**Directions**
Write out, word for word, the portion of the records that begins with the line containing "Spot the queue" and runs through the line containing "[[138, 215], [645, 226], [677, 264]]", including both of those lines and nothing else.

**Image point annotation entries**
▬▬▬
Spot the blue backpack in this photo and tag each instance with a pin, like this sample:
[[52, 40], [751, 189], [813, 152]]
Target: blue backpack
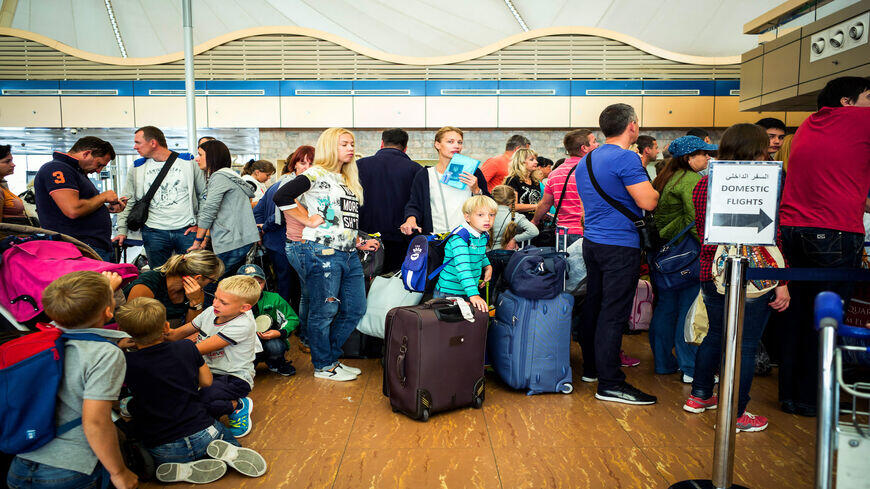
[[425, 259], [31, 370]]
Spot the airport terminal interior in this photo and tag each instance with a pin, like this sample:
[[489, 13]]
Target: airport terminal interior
[[263, 79]]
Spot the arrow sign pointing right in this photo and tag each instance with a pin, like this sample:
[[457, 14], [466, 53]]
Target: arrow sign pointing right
[[760, 220]]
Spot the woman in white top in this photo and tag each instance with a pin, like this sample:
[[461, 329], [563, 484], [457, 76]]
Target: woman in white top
[[435, 207], [256, 173]]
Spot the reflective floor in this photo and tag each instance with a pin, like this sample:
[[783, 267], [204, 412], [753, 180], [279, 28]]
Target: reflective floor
[[320, 434]]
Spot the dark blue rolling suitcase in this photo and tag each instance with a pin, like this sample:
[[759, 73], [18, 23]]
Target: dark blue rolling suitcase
[[529, 342]]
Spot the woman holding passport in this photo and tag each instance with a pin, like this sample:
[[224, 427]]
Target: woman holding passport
[[436, 206]]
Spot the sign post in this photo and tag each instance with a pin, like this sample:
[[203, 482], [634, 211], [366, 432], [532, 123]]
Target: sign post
[[742, 200]]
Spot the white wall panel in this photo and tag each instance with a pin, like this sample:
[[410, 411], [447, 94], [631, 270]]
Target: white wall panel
[[462, 111], [316, 112], [389, 111], [167, 111], [244, 112], [97, 111], [30, 112], [534, 111]]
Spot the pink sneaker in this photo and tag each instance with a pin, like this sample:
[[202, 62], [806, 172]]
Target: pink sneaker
[[697, 405], [627, 361], [751, 422]]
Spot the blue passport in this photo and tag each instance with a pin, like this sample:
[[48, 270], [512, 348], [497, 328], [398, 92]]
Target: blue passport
[[459, 164]]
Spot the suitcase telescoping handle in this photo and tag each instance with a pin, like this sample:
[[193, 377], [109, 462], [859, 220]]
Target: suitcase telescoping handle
[[400, 361]]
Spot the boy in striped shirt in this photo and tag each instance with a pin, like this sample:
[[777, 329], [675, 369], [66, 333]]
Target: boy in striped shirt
[[465, 253]]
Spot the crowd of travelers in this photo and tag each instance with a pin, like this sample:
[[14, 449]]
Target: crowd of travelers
[[191, 327]]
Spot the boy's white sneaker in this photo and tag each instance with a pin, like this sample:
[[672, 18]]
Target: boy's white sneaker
[[348, 368], [335, 373]]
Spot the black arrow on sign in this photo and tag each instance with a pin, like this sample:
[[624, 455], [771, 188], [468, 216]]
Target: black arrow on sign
[[760, 220]]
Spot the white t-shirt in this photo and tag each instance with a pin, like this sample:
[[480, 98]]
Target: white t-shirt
[[237, 358], [170, 208], [445, 220], [259, 188]]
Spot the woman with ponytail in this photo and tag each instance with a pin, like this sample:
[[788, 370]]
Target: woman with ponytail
[[330, 268], [178, 284]]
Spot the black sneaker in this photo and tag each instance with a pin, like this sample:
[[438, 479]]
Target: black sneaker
[[625, 394], [286, 369]]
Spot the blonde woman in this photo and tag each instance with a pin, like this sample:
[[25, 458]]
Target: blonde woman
[[522, 177], [329, 266], [435, 206]]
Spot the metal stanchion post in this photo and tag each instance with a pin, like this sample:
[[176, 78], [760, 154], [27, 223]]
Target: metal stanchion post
[[729, 382], [828, 308]]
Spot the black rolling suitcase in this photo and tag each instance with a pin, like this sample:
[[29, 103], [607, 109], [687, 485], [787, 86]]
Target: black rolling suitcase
[[434, 358]]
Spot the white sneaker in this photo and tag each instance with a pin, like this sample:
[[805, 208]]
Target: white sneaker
[[334, 373], [349, 369]]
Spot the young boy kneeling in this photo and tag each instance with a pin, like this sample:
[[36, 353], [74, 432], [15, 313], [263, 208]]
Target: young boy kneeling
[[168, 415], [282, 321], [466, 258], [227, 338], [93, 371]]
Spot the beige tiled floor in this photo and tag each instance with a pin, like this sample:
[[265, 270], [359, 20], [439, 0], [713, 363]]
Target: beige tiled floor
[[319, 434]]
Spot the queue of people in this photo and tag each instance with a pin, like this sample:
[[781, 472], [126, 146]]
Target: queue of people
[[202, 219]]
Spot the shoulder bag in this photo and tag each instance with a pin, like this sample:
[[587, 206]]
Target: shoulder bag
[[645, 226], [139, 213]]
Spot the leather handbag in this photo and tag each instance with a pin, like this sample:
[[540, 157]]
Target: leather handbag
[[138, 215], [645, 226], [677, 264]]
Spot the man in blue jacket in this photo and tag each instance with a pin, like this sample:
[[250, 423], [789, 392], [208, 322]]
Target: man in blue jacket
[[386, 178]]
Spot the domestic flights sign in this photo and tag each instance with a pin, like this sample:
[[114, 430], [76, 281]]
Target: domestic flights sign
[[742, 202]]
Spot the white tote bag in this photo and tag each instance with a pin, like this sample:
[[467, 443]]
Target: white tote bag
[[385, 294]]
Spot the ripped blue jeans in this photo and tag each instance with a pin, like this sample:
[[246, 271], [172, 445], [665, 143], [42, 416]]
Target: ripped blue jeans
[[336, 299]]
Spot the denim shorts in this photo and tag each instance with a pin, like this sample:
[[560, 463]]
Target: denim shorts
[[191, 447]]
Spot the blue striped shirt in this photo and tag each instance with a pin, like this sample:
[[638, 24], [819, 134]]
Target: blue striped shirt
[[465, 263]]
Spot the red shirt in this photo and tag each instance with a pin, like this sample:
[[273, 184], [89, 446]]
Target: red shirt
[[829, 171], [495, 170]]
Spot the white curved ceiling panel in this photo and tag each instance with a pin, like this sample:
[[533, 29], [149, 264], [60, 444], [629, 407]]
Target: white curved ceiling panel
[[419, 28]]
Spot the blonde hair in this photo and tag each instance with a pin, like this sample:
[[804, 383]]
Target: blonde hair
[[518, 165], [439, 135], [142, 318], [326, 156], [784, 151], [479, 202], [244, 287], [197, 262], [76, 299], [506, 196]]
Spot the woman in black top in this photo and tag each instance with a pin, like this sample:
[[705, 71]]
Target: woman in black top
[[522, 179], [178, 284]]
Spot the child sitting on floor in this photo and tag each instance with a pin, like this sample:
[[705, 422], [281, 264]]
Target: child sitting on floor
[[168, 415], [465, 253], [280, 319], [227, 338]]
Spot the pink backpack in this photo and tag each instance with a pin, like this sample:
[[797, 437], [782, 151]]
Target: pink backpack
[[641, 309], [27, 269]]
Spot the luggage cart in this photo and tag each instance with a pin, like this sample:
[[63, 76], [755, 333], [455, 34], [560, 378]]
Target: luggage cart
[[842, 429]]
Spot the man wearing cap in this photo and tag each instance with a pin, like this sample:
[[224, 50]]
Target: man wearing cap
[[275, 321], [690, 155]]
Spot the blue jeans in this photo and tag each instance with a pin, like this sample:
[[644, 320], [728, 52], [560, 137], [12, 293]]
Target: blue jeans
[[160, 244], [755, 316], [24, 474], [292, 249], [233, 259], [337, 299], [666, 331], [191, 447]]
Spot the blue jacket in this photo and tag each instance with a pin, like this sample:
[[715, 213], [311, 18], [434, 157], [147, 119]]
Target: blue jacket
[[274, 234], [386, 179]]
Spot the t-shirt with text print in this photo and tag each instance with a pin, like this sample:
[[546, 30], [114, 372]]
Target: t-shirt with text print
[[336, 204]]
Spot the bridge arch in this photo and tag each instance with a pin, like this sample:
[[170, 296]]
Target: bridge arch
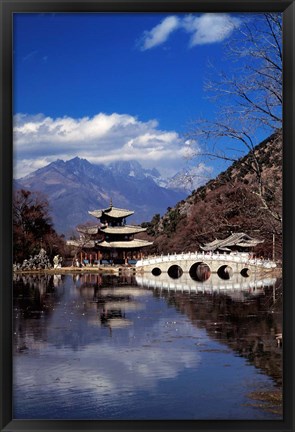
[[225, 272], [200, 272], [175, 271], [156, 271], [245, 272]]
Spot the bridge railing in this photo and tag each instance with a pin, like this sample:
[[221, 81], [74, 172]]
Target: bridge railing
[[199, 256]]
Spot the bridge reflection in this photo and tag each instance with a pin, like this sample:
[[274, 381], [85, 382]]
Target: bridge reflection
[[237, 287]]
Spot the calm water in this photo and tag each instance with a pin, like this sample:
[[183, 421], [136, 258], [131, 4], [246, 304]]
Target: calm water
[[123, 348]]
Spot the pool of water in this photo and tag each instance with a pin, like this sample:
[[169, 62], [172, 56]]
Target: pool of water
[[104, 347]]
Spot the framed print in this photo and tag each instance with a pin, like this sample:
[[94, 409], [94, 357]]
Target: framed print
[[147, 215]]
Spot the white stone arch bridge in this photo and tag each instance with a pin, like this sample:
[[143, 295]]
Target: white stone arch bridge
[[200, 266]]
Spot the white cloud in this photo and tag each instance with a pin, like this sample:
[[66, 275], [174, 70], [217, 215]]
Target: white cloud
[[160, 33], [205, 29], [39, 140], [210, 27]]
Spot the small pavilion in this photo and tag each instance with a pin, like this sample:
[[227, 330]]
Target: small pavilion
[[111, 240], [236, 242]]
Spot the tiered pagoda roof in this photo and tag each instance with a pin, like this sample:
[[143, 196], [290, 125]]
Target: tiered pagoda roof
[[240, 240], [112, 212], [112, 232]]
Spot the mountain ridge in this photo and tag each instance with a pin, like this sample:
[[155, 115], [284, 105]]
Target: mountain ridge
[[76, 186]]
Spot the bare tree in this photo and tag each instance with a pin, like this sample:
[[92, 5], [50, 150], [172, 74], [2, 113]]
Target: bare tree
[[248, 101]]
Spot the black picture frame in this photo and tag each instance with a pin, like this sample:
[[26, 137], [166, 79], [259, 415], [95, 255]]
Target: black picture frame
[[7, 9]]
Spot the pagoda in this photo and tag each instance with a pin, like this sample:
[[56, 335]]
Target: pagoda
[[112, 239], [236, 242]]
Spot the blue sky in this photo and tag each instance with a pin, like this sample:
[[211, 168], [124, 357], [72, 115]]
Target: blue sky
[[114, 86]]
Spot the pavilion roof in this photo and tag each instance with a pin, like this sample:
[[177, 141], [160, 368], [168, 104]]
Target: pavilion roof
[[131, 244], [235, 239], [111, 211], [91, 229], [80, 243], [126, 229]]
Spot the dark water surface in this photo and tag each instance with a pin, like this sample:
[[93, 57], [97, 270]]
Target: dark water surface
[[93, 347]]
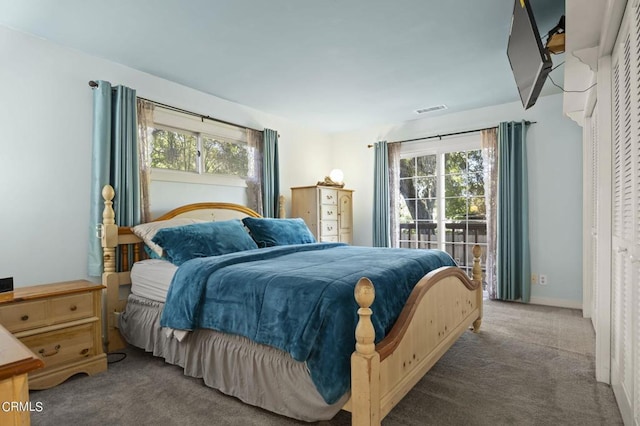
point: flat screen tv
(530, 60)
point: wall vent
(431, 109)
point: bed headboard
(121, 247)
(123, 238)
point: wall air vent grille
(431, 109)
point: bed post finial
(365, 293)
(281, 212)
(365, 362)
(109, 234)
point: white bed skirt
(256, 374)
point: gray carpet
(530, 365)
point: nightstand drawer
(24, 316)
(328, 227)
(62, 346)
(72, 307)
(328, 196)
(329, 212)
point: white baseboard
(560, 303)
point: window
(441, 203)
(183, 144)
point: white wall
(555, 184)
(45, 151)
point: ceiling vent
(431, 109)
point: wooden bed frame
(443, 305)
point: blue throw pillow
(182, 243)
(278, 232)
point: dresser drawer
(72, 307)
(328, 196)
(24, 315)
(62, 346)
(329, 212)
(328, 227)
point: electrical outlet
(6, 284)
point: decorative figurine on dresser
(326, 208)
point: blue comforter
(299, 299)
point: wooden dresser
(327, 211)
(16, 360)
(61, 323)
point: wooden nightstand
(16, 360)
(61, 323)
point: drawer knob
(44, 353)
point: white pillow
(146, 231)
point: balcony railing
(460, 237)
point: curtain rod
(450, 134)
(94, 84)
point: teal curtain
(513, 259)
(115, 161)
(381, 214)
(270, 174)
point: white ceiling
(333, 65)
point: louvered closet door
(634, 204)
(625, 363)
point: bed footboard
(443, 305)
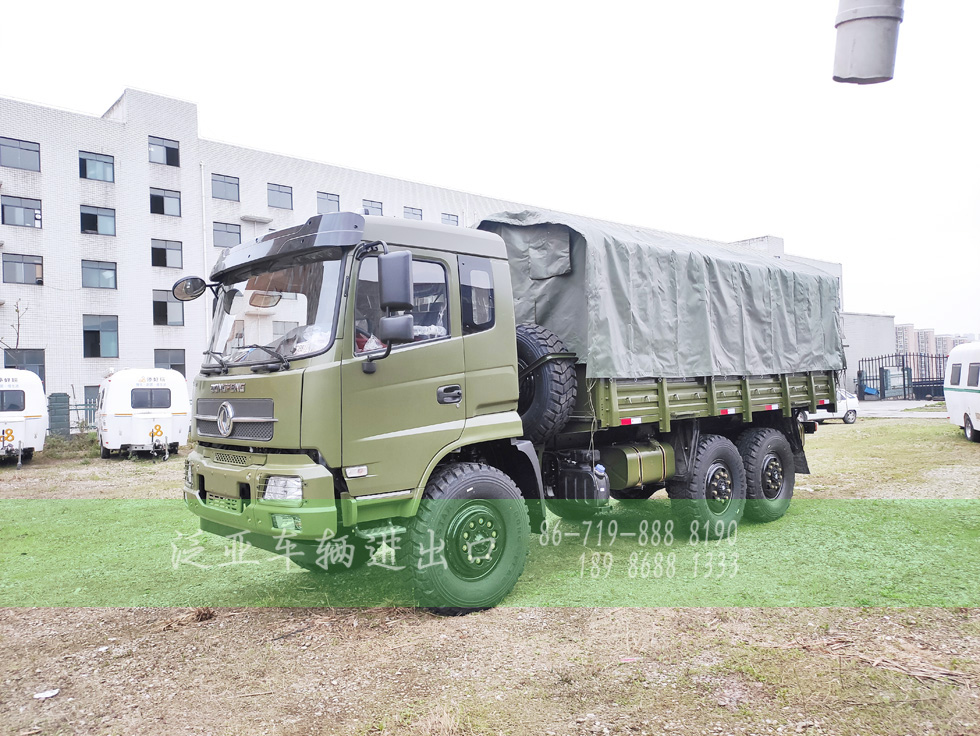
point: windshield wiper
(283, 363)
(222, 366)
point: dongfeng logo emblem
(226, 419)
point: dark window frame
(99, 266)
(279, 190)
(88, 347)
(20, 203)
(180, 367)
(171, 151)
(103, 158)
(38, 279)
(98, 213)
(326, 197)
(157, 246)
(159, 198)
(955, 373)
(11, 154)
(225, 181)
(214, 231)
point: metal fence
(901, 376)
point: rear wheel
(770, 473)
(468, 543)
(968, 431)
(710, 502)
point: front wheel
(469, 540)
(710, 502)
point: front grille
(231, 459)
(225, 504)
(243, 409)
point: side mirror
(395, 281)
(190, 288)
(397, 329)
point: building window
(18, 269)
(21, 211)
(280, 196)
(25, 360)
(100, 336)
(164, 202)
(167, 309)
(281, 329)
(224, 187)
(327, 203)
(91, 403)
(172, 359)
(163, 151)
(227, 235)
(167, 253)
(96, 166)
(20, 154)
(99, 274)
(98, 220)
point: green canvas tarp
(638, 303)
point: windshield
(289, 313)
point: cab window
(11, 401)
(476, 294)
(430, 306)
(150, 398)
(954, 374)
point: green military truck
(440, 388)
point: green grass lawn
(824, 552)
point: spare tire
(547, 394)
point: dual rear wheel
(754, 478)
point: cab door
(398, 418)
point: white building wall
(52, 313)
(865, 336)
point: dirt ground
(505, 671)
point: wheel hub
(475, 540)
(718, 488)
(772, 476)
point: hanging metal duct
(867, 39)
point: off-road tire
(547, 396)
(770, 473)
(969, 431)
(717, 462)
(465, 499)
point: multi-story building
(101, 215)
(905, 338)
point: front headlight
(283, 488)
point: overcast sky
(710, 118)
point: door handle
(449, 394)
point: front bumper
(226, 488)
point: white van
(23, 414)
(962, 388)
(143, 410)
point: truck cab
(309, 418)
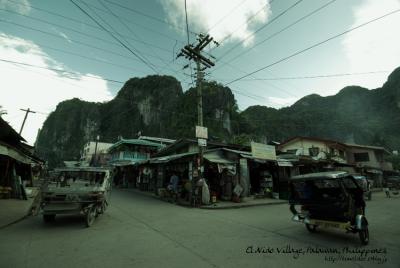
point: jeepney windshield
(67, 178)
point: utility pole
(26, 115)
(193, 52)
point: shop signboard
(201, 132)
(202, 142)
(263, 151)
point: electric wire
(313, 46)
(90, 25)
(261, 28)
(278, 32)
(245, 23)
(146, 15)
(113, 36)
(314, 76)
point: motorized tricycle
(84, 191)
(329, 199)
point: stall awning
(15, 154)
(283, 163)
(168, 158)
(374, 171)
(119, 163)
(216, 158)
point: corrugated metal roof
(168, 158)
(135, 142)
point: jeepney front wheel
(49, 217)
(312, 228)
(364, 235)
(90, 216)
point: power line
(73, 40)
(115, 31)
(314, 76)
(108, 10)
(313, 46)
(226, 15)
(90, 25)
(113, 36)
(262, 27)
(59, 71)
(86, 34)
(247, 21)
(280, 31)
(53, 13)
(146, 15)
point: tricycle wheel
(311, 228)
(90, 216)
(364, 235)
(102, 207)
(49, 217)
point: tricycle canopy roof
▬▬▬
**Final answer**
Spot the queue of people in this photo and tag each instance with a pin, like this sample:
[[781, 472], [126, 146]]
Target: queue of people
[[202, 219]]
Spot the shoulder bag in this photo and tag each instance with a pin, like this sample:
[[587, 206]]
Target: shoulder bag
[[645, 226], [139, 213]]
Spot the leather handbag in this photo and tag each instance with a pin, like this sample:
[[540, 157]]
Target: leather handbag
[[138, 215], [645, 226], [677, 264]]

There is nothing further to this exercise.